* **SUPPLIED DATA**:
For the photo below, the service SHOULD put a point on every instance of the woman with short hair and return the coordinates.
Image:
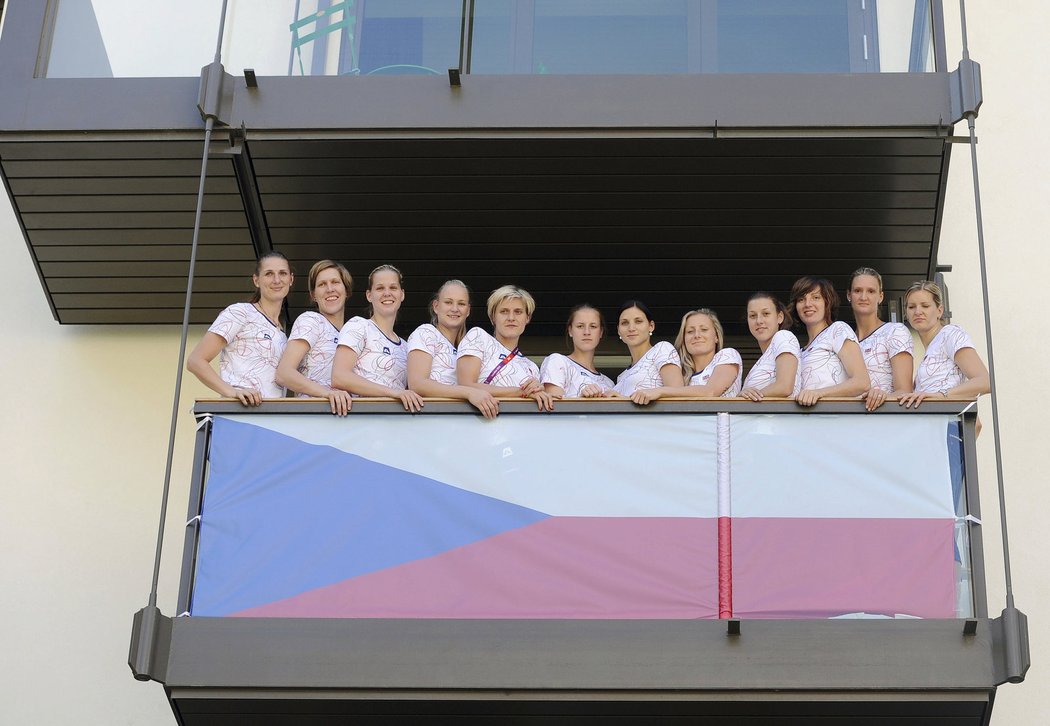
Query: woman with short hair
(574, 375)
(433, 350)
(886, 347)
(951, 367)
(776, 372)
(371, 359)
(495, 363)
(831, 364)
(651, 366)
(249, 337)
(306, 366)
(709, 369)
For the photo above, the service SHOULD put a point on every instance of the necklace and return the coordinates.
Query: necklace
(275, 324)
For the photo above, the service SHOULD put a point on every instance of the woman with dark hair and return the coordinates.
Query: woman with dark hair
(306, 367)
(371, 359)
(651, 366)
(249, 337)
(832, 364)
(573, 375)
(776, 372)
(709, 369)
(886, 347)
(495, 363)
(951, 366)
(432, 350)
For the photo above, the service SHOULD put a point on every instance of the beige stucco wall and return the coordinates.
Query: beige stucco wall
(86, 415)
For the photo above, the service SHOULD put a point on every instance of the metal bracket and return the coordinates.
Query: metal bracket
(1016, 655)
(215, 97)
(150, 644)
(964, 84)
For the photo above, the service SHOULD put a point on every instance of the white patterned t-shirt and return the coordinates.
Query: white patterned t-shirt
(478, 344)
(570, 376)
(880, 347)
(253, 349)
(322, 337)
(379, 359)
(645, 374)
(938, 370)
(763, 373)
(727, 356)
(429, 339)
(820, 364)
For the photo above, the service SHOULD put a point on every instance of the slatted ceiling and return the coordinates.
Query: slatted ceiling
(603, 201)
(606, 273)
(198, 316)
(85, 237)
(110, 225)
(749, 242)
(583, 165)
(109, 203)
(202, 284)
(379, 184)
(676, 222)
(134, 185)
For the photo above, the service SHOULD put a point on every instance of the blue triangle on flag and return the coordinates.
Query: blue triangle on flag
(281, 517)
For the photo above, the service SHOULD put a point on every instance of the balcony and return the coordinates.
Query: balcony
(739, 156)
(697, 558)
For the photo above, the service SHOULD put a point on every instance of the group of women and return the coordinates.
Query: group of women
(326, 355)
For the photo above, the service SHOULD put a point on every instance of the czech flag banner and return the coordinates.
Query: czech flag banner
(606, 516)
(448, 516)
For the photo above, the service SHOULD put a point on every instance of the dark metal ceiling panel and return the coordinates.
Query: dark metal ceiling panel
(109, 224)
(680, 223)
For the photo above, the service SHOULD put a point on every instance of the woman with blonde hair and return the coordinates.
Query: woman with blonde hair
(574, 375)
(433, 350)
(371, 359)
(495, 363)
(951, 367)
(709, 369)
(306, 366)
(249, 337)
(886, 347)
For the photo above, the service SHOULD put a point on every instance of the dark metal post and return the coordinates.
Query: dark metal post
(1014, 622)
(149, 622)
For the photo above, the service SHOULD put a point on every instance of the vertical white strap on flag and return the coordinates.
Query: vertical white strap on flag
(725, 493)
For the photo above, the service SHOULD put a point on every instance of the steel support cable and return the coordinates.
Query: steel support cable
(209, 126)
(970, 117)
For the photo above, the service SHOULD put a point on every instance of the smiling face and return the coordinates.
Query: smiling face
(509, 318)
(452, 307)
(922, 311)
(699, 335)
(763, 319)
(385, 293)
(329, 292)
(634, 328)
(273, 278)
(811, 308)
(585, 330)
(865, 295)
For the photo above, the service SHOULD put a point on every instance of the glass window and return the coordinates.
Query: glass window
(410, 37)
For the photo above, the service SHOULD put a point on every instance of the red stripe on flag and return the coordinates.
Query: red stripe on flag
(725, 567)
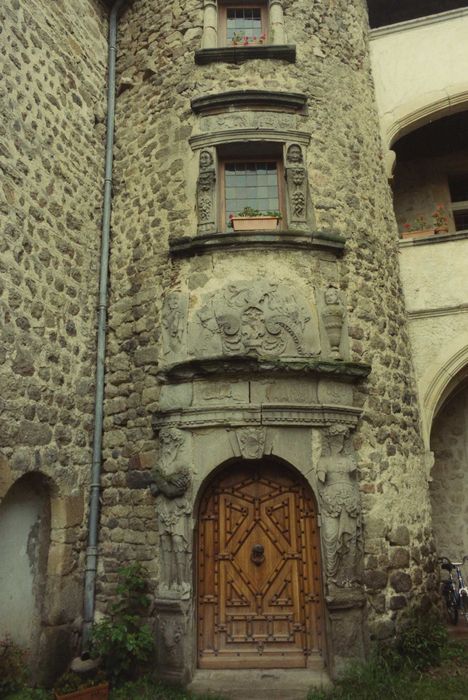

* **TASK STATEMENT**: Repeat exactly the lines above, from the line containing "Query: glass window" through the last line of the records, inclusive; omit any pictures.

* **PROBLEM SOLUTION**:
Query: glass window
(410, 37)
For the photo above, the service SHOULD put a point on every instance of the red stripe on flag and return the coordinates.
Query: red stripe on flag
(725, 567)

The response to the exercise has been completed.